**What to work on:** Exactly reproduce the line containing "mark the blue sky -- a dot per instance" together with every line after it, through the end of the entries, and give nothing more.
───── Data ─────
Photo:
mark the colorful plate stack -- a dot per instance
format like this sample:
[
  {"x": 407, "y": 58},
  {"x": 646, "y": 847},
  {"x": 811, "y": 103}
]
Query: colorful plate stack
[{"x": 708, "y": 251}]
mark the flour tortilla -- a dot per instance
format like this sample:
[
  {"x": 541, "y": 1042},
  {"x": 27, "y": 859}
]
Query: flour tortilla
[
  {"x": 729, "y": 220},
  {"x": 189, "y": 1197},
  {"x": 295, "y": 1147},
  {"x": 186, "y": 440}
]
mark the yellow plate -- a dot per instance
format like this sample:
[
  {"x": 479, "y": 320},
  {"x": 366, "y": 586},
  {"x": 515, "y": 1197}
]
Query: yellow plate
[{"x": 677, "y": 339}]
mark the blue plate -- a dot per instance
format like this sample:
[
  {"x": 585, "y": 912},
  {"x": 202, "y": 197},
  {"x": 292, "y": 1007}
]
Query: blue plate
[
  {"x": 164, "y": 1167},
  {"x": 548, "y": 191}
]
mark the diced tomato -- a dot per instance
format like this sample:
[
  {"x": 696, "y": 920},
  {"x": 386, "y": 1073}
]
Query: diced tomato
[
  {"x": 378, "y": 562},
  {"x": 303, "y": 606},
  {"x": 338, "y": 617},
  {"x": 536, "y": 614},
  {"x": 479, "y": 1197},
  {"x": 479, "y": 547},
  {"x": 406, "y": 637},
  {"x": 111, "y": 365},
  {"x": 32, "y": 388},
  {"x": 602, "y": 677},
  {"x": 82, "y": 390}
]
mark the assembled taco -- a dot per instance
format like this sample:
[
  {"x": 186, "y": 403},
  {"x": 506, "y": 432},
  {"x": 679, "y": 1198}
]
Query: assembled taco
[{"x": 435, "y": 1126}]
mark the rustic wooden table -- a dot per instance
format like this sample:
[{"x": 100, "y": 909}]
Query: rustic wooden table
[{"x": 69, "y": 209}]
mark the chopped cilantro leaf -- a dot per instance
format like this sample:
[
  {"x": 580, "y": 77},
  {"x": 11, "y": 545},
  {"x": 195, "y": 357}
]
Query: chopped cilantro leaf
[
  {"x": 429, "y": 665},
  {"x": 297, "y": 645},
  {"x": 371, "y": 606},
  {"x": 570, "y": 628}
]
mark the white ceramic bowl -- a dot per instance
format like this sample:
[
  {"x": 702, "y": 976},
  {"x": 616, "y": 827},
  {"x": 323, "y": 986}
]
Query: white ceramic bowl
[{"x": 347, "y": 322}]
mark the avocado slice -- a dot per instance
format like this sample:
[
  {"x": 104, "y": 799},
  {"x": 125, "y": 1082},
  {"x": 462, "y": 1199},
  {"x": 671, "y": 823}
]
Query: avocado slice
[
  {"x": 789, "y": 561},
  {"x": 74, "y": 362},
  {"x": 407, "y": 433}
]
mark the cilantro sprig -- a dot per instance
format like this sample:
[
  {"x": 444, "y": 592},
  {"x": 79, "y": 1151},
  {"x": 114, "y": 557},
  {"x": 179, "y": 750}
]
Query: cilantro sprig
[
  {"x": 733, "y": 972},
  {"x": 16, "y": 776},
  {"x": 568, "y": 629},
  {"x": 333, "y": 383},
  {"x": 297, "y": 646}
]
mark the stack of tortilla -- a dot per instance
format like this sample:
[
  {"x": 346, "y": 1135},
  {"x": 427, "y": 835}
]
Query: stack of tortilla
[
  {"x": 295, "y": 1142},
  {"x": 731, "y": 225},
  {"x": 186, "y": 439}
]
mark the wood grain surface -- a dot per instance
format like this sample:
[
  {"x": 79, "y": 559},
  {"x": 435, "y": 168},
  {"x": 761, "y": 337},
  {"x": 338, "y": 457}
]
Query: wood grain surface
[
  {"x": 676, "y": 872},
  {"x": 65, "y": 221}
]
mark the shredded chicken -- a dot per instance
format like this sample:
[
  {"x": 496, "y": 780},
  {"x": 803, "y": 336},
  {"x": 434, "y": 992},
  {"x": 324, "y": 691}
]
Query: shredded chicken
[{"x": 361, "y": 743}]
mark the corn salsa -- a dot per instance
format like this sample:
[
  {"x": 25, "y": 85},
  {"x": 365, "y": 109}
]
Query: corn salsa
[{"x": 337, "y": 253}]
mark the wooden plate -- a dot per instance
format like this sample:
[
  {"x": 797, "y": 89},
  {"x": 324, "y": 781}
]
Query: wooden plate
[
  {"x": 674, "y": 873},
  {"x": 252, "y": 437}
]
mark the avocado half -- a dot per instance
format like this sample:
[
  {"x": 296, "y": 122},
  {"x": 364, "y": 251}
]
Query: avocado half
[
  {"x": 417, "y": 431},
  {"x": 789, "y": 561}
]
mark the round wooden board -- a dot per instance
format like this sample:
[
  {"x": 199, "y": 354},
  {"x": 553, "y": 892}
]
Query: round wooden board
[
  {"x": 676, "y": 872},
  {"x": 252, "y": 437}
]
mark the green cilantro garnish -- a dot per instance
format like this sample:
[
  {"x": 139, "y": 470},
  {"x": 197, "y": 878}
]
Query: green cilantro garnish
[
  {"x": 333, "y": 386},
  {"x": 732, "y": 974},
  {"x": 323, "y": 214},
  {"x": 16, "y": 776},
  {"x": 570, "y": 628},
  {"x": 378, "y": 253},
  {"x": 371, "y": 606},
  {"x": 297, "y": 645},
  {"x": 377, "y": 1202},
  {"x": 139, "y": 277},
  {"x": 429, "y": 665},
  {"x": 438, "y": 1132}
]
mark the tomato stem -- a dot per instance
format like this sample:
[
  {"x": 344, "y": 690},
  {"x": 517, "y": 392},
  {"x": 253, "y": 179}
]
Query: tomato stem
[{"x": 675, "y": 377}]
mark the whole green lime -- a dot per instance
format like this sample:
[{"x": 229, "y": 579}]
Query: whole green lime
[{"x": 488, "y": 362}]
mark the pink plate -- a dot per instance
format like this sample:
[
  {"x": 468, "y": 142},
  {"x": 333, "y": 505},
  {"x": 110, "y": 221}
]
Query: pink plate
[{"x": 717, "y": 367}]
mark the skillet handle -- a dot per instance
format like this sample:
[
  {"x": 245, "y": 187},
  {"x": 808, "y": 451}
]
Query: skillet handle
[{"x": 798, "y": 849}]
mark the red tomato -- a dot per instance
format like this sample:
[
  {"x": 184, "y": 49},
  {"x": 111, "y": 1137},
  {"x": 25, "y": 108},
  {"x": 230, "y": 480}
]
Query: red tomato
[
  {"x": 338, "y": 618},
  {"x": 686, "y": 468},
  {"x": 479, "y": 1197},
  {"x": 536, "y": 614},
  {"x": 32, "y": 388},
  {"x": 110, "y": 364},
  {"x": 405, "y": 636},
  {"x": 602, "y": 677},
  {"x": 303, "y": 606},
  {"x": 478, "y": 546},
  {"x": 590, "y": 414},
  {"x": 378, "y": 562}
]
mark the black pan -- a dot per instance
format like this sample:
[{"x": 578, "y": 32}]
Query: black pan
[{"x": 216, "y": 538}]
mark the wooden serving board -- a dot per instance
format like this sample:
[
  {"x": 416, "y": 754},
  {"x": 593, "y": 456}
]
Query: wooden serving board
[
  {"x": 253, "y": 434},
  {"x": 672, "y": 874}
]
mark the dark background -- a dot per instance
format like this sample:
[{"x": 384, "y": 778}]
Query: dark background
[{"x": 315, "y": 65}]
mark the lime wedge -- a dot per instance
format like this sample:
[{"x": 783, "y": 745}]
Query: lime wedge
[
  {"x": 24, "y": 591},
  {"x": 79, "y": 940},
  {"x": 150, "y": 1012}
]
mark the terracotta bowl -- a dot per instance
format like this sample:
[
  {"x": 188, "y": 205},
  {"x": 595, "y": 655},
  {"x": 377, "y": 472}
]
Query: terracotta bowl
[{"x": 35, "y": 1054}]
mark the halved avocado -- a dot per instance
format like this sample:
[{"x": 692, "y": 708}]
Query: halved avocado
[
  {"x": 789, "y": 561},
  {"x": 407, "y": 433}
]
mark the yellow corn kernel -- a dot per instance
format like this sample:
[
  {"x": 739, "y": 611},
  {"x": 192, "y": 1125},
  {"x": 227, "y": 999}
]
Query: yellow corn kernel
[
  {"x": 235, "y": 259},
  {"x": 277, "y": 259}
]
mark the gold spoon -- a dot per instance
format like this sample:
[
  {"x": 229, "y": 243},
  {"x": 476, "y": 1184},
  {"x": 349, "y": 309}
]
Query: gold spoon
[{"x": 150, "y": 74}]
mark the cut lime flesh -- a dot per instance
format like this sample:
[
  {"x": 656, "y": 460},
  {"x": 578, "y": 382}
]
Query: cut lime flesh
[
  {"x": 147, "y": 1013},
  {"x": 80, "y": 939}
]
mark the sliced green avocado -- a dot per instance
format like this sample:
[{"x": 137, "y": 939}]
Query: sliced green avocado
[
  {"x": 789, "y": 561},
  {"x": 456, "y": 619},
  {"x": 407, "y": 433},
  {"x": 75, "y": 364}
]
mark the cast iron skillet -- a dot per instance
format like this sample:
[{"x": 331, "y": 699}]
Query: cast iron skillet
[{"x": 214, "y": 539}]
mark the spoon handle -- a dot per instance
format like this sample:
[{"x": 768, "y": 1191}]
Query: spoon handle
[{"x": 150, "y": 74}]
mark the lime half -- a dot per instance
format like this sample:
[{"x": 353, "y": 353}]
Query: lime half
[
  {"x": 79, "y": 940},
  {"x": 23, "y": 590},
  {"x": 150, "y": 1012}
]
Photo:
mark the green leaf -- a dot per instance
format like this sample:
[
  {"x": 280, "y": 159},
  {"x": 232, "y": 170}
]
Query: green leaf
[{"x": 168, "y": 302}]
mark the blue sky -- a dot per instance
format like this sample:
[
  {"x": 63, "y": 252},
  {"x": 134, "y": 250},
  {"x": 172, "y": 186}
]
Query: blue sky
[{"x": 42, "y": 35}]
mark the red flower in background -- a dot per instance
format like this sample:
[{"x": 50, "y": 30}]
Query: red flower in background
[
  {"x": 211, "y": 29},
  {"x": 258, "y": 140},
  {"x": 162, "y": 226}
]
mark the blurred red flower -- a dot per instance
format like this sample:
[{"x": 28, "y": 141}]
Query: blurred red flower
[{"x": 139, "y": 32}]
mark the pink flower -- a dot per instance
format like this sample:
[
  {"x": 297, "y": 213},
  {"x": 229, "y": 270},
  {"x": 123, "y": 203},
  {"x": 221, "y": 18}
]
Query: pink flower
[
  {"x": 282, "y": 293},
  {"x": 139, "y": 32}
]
─────
**Exercise output:**
mark the blue sky -- a dot per instance
format like this sample:
[
  {"x": 63, "y": 252},
  {"x": 134, "y": 250},
  {"x": 172, "y": 186}
]
Query: blue sky
[{"x": 42, "y": 35}]
mark the red flower in background -- a dot per instance
format like this sample:
[{"x": 50, "y": 30}]
Query: red flower in background
[
  {"x": 211, "y": 29},
  {"x": 258, "y": 140},
  {"x": 162, "y": 226}
]
mark the blurred red flower -- a dot per instance
format like this sample:
[{"x": 28, "y": 141}]
Query: blurred red flower
[{"x": 139, "y": 32}]
mark the pink flower -- a dot per instance
format like this sample:
[
  {"x": 297, "y": 213},
  {"x": 229, "y": 270},
  {"x": 123, "y": 203},
  {"x": 221, "y": 18}
]
Query: pink flower
[
  {"x": 282, "y": 293},
  {"x": 139, "y": 32}
]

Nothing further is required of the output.